Excerpted records -
• • •
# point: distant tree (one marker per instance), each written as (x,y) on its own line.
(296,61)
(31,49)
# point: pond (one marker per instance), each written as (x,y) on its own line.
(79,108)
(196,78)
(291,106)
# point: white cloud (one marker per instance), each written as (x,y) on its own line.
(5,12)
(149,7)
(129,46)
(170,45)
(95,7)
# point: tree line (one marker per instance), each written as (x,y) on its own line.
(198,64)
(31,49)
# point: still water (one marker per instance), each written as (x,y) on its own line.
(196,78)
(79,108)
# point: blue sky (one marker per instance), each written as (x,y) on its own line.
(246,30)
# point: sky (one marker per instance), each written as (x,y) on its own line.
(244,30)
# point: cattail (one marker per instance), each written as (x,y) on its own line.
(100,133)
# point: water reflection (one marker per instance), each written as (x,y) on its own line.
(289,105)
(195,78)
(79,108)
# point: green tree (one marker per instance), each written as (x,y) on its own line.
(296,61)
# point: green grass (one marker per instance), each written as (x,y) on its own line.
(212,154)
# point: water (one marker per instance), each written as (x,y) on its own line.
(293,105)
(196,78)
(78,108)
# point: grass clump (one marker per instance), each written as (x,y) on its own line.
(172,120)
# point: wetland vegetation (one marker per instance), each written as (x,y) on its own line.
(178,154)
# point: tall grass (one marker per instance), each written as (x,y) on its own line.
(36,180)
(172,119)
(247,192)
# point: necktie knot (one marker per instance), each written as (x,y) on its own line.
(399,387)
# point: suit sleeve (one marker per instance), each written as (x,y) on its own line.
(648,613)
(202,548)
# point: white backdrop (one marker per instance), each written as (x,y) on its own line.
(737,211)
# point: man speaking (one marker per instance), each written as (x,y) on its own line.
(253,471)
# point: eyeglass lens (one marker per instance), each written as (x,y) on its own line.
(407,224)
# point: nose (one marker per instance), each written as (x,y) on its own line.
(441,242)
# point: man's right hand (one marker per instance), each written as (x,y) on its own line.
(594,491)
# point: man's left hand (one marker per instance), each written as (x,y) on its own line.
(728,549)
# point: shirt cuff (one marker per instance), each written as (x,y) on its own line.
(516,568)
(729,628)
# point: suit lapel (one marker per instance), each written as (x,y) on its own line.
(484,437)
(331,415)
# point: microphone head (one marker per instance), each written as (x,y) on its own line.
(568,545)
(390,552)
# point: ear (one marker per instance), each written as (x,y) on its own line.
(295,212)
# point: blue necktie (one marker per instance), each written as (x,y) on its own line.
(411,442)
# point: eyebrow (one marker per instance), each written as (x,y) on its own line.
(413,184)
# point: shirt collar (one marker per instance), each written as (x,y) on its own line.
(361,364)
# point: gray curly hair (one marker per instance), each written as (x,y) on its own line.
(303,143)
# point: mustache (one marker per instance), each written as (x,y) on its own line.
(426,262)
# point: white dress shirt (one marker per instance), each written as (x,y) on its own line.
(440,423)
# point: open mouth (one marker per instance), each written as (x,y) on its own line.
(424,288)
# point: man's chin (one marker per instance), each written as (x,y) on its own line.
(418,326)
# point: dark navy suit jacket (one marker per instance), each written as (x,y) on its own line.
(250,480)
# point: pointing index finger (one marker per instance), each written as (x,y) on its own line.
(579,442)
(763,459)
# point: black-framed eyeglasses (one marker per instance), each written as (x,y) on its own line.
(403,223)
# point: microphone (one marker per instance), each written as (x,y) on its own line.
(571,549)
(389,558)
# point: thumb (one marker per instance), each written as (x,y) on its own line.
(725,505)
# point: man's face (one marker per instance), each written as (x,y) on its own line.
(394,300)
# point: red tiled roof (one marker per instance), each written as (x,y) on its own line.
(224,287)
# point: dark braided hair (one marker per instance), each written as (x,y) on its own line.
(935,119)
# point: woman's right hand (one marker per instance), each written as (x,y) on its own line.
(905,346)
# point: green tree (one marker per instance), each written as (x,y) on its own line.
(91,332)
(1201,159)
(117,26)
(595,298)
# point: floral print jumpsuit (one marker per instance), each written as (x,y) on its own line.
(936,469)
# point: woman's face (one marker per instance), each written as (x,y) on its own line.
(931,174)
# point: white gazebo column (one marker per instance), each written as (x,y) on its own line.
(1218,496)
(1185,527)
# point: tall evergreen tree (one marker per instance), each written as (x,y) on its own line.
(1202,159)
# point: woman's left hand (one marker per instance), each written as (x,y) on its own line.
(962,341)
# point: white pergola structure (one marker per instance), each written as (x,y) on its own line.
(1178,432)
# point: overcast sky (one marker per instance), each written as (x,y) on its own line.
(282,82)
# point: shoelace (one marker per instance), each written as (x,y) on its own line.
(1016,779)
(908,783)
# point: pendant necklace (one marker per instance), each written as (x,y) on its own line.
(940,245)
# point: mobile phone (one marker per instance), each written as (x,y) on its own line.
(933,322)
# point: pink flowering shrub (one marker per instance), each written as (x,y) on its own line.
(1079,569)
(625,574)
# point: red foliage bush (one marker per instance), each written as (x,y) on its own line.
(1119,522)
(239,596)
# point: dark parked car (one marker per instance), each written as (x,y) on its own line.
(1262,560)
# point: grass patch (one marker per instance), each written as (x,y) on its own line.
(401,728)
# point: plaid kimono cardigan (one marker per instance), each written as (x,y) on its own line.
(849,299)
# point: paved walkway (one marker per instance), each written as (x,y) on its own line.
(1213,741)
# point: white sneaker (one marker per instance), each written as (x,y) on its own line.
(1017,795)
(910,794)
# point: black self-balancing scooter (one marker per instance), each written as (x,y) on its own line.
• • •
Stated task - Add 17 to both the x and y value of every coordinate pair in the material, from the line containing "# point: woman's right" through the end, inclusive. Rewrite every line in that span and leave all other text as it is.

Final result -
# point: woman's right hand (one marker per instance), each written as (x,y) on its own line.
(922,363)
# point: green tree (one marker per instance), each written as (x,y) on its own line.
(108,349)
(1218,176)
(134,43)
(612,315)
# point: floral print jumpsuit (one marker per instance), each written as (x,y) on its own line.
(953,486)
# point: woman's face (one marker per instance), each written as (x,y) on its own line.
(948,191)
# point: white gazebo column (one marker per instance), each written as (x,y) on its own line.
(1235,513)
(1202,544)
# point: tall evergreen tree (one marker per instance), each written as (x,y) on its own line.
(1219,176)
# point: woman's left hand (one marker per instance), each written as (x,y) on its own line.
(979,358)
# point: white pergola structure (one marker per instance), each written as (x,y) on its own line.
(1195,449)
# point: overcast sky (one marker per instance), each written as (x,y) on its own line.
(299,99)
# point: shoelace (one marker per instance), each written as (x,y) on its own line.
(1033,796)
(925,800)
# point: pendant necklace (one marker per instance), each written as (x,y) on its own line.
(957,262)
# point: mobile phone (one marker per instance), each written as (x,y) on its own line.
(950,339)
# point: pink flowering shrub (one marker per instance), each written as (x,y) on its own line.
(1096,586)
(642,591)
# point: red foliage bush (one marker per instance), each written as (x,y) on its own line.
(1136,539)
(256,613)
# point: dark parked car (one marker per instance), each written as (x,y) on its own line.
(1279,577)
# point: grass patch (one marker per instance), each written as (x,y) on its own line.
(418,745)
# point: plaid kimono cardigan (one marker per instance), each written as (x,y) on its own line.
(866,316)
# point: paved walkway (one marker per instance), each written as (x,y) on its own line.
(1230,758)
# point: white sneaker (one marker per instance), each written as (x,y) on its own line.
(1034,812)
(927,811)
# point: black self-balancing scooter (one marker per instance), each written as (x,y) on its own line.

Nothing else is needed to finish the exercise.